Go line by line through the entries below and count those containing the string "window"; give only the count.

━━━━━━━━━━

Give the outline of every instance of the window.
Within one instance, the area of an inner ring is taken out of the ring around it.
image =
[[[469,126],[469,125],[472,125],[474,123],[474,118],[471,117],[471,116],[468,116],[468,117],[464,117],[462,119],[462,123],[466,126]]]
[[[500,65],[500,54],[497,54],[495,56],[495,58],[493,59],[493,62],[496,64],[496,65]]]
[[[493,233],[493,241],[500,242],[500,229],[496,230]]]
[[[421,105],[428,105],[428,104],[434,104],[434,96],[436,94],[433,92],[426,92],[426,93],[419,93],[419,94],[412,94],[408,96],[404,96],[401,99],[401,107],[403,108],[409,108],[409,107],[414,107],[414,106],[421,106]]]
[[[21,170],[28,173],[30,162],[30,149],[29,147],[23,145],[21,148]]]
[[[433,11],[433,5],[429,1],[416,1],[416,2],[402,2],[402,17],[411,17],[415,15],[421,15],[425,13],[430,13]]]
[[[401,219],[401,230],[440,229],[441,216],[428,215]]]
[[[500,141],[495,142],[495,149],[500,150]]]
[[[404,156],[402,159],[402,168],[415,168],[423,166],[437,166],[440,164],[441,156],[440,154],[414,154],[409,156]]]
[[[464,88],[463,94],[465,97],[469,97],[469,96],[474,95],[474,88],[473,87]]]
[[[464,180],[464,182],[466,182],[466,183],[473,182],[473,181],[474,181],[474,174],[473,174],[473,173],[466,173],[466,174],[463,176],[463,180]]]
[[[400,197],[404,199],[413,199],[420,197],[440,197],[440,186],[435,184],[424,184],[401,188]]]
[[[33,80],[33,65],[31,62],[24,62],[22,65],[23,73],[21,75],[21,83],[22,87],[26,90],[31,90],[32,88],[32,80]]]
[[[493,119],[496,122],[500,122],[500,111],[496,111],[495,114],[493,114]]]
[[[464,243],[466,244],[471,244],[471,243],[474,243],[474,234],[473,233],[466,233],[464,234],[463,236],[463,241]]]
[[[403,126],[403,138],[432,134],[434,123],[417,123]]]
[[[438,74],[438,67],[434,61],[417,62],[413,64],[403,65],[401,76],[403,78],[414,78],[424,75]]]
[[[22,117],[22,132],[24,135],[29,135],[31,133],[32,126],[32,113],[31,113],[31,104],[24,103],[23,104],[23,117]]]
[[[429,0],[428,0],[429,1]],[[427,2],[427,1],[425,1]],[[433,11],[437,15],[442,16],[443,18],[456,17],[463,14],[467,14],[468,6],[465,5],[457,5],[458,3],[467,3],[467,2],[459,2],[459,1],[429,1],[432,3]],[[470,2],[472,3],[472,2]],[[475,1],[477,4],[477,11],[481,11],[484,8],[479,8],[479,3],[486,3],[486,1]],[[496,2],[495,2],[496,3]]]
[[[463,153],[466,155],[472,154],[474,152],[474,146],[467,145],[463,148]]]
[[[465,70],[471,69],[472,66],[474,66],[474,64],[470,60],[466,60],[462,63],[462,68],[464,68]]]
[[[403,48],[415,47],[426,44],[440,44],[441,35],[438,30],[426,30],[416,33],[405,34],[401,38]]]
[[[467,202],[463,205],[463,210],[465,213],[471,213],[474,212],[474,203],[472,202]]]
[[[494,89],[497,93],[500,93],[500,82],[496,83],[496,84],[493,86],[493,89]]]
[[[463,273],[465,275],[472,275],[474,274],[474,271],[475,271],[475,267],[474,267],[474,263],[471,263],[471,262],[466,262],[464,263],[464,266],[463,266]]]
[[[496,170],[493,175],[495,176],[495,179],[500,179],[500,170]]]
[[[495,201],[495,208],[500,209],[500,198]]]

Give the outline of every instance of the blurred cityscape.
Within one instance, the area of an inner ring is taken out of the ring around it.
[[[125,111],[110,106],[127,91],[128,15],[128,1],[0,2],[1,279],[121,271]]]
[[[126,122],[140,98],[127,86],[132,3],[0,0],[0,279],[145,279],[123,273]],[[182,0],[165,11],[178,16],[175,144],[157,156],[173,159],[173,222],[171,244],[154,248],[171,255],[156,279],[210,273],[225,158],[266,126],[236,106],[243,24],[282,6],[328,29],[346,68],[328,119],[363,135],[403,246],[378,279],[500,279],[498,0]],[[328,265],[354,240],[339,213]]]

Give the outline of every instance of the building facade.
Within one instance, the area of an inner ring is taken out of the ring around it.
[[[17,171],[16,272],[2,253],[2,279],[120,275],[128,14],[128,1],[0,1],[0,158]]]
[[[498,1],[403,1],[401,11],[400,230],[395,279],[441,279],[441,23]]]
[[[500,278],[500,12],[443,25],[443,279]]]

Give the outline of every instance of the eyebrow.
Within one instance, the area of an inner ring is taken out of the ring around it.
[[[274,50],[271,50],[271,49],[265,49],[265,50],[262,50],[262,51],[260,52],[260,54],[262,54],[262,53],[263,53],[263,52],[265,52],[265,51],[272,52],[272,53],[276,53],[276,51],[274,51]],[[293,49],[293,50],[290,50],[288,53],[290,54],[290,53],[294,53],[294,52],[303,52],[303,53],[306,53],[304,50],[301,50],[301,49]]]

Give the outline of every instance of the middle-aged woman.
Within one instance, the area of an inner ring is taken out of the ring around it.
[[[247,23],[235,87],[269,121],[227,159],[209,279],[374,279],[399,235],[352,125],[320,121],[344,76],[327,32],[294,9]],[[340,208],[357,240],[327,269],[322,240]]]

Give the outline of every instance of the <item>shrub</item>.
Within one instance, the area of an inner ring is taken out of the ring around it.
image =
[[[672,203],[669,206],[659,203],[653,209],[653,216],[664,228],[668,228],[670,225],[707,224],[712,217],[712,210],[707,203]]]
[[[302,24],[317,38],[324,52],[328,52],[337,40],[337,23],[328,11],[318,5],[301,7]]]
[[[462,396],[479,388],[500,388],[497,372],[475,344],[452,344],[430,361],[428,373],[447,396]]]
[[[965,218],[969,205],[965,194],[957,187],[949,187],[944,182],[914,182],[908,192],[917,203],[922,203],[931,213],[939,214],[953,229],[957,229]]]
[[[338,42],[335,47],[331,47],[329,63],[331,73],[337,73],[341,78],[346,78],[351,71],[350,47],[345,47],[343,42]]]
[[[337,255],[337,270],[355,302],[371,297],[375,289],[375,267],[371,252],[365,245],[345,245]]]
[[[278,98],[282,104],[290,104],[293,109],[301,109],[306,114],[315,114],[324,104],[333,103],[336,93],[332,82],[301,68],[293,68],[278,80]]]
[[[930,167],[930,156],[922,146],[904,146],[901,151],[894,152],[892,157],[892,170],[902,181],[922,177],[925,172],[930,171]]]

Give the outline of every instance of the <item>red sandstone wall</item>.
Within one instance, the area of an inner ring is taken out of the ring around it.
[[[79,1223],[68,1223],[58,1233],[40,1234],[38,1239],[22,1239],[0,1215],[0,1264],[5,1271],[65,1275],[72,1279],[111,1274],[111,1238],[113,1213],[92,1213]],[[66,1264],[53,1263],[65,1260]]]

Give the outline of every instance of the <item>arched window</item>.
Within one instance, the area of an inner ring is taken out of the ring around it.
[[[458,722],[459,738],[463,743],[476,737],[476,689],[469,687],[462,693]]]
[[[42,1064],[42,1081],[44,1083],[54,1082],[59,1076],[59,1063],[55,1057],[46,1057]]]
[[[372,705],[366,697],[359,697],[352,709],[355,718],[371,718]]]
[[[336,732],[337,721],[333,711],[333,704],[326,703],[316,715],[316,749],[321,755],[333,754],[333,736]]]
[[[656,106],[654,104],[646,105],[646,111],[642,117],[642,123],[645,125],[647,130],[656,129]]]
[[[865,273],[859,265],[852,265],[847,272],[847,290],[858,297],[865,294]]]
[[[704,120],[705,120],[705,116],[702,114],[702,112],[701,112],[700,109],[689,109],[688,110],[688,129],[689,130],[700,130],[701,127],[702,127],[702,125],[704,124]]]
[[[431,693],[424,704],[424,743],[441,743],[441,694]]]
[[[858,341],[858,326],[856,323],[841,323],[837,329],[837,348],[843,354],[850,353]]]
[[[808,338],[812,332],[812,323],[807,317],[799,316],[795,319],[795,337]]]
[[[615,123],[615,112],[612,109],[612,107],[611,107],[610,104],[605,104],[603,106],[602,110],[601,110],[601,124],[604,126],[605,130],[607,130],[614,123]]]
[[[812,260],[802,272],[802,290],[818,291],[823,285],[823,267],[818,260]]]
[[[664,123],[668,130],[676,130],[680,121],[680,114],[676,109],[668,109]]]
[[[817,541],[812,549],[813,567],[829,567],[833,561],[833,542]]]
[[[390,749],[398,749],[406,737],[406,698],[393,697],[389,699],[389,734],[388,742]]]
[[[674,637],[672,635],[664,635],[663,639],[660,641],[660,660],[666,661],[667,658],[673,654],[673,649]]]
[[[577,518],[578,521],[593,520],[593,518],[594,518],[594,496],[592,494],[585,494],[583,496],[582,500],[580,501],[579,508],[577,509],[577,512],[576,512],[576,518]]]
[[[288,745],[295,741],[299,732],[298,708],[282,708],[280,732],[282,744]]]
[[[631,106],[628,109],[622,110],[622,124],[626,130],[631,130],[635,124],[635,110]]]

━━━━━━━━━━

Response box — 2